## AANWIJZINGEN:
Kopieer uit het aangeleverde fragment over de Kamermoties het stuk van "van mening dat" tot en met "nr. 22 (34775-V)." letterlijk.

**** AANGELEVERD FRAGMENT

Deze motie is voorgesteld door het lid Karabulut. Naar mij blijkt, wordt de indiening ervan voldoende ondersteund.

Zij krijgt nr. 21 (34775-V).

Motie

De Kamer,

gehoord de beraadslaging,

constaterende dat het oorlogsgeweld in Jemen heeft geleid tot meer dan tienduizend doden, grote vluchtelingenstromen, een cholera-epidemie en een ongekende humanitaire crisis;

constaterende dat Nederland volgend jaar toetreedt tot de Veiligheidsraad van de VN, waar dergelijke kwesties over oorlog en vrede op de agenda staan;

van mening dat er geen kans onbenut gelaten mag worden om bij te dragen aan het beëindigen van het immense leed in Jemen;

verzoekt de regering om de oorlog in Jemen als prioriteit te beschouwen tijdens het jaar in de Veiligheidsraad en initiatieven te nemen om te komen tot beëindiging van de militaire handelingen, waaronder het beëindigen van alle vormen van militaire steun aan de oorlogvoerende partijen, en om humanitaire toegang tot het gebied te verbeteren,

en gaat over tot de orde van de dag.

De voorzitter:

Deze motie is voorgesteld door de leden Karabulut, Van Ojik en Ploumen. Naar mij blijkt, wordt de indiening ervan voldoende ondersteund.

Zij krijgt nr. 22 (34775-V).

Motie

De Kamer,

gehoord de beraadslaging,

constaterende dat honderden demonstranten het afgelopen jaar zijn opgepakt in het noordelijke Rifgebied in Marokko en dat jarenlange gevangenisstraffen hun boven het hoofd hangen;

constaterende dat mensenrechtenorganisaties stellen dat velen zijn opgepakt terwijl zij vreedzaam demonstreerden;

verzoekt de regering in contact met de Marokkaanse autoriteiten te pleiten voor vrijlating van deze vreedzame demonstranten;

verzoekt de regering tevens zich in te spannen opdat processen tegen demonstranten eerlijk en volgens internationale standaarden verlopen,

en gaat over tot de orde van de dag.

********
**** GETOONDE RECORDS

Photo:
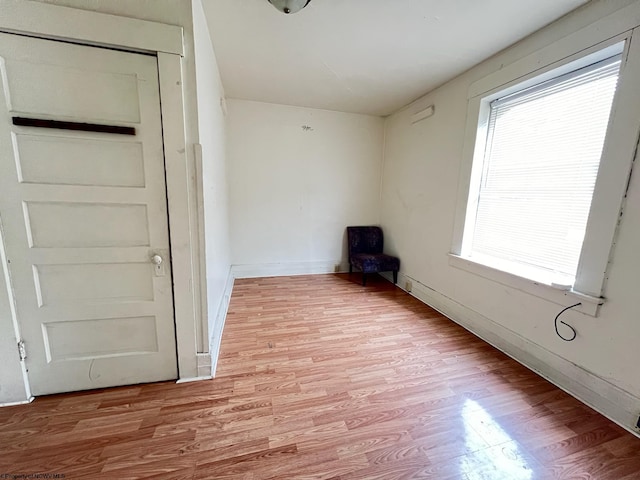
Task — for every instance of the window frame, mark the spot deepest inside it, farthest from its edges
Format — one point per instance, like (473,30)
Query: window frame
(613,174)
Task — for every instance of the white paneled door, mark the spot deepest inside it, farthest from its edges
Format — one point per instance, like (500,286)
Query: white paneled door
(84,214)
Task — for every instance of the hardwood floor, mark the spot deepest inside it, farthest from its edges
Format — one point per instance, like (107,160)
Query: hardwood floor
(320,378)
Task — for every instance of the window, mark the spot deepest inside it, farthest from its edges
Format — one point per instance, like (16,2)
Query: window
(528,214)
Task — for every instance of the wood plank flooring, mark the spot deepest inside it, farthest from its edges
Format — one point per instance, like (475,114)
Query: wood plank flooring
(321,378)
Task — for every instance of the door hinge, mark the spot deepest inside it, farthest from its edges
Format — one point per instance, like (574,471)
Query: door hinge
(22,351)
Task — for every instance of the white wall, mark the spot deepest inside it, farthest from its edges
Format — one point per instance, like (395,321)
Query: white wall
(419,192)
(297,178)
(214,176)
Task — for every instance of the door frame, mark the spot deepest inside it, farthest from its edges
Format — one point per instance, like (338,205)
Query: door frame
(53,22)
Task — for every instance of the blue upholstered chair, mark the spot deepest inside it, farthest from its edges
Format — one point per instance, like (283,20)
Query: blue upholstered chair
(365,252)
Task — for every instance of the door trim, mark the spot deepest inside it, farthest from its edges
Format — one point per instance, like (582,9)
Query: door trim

********

## VOLLEDIGE UITVOER:
van mening dat er geen kans onbenut gelaten mag worden om bij te dragen aan het beëindigen van het immense leed in Jemen;

verzoekt de regering om de oorlog in Jemen als prioriteit te beschouwen tijdens het jaar in de Veiligheidsraad en initiatieven te nemen om te komen tot beëindiging van de militaire handelingen, waaronder het beëindigen van alle vormen van militaire steun aan de oorlogvoerende partijen, en om humanitaire toegang tot het gebied te verbeteren,

en gaat over tot de orde van de dag.

De voorzitter:

Deze motie is voorgesteld door de leden Karabulut, Van Ojik en Ploumen. Naar mij blijkt, wordt de indiening ervan voldoende ondersteund.

Zij krijgt nr. 22 (34775-V).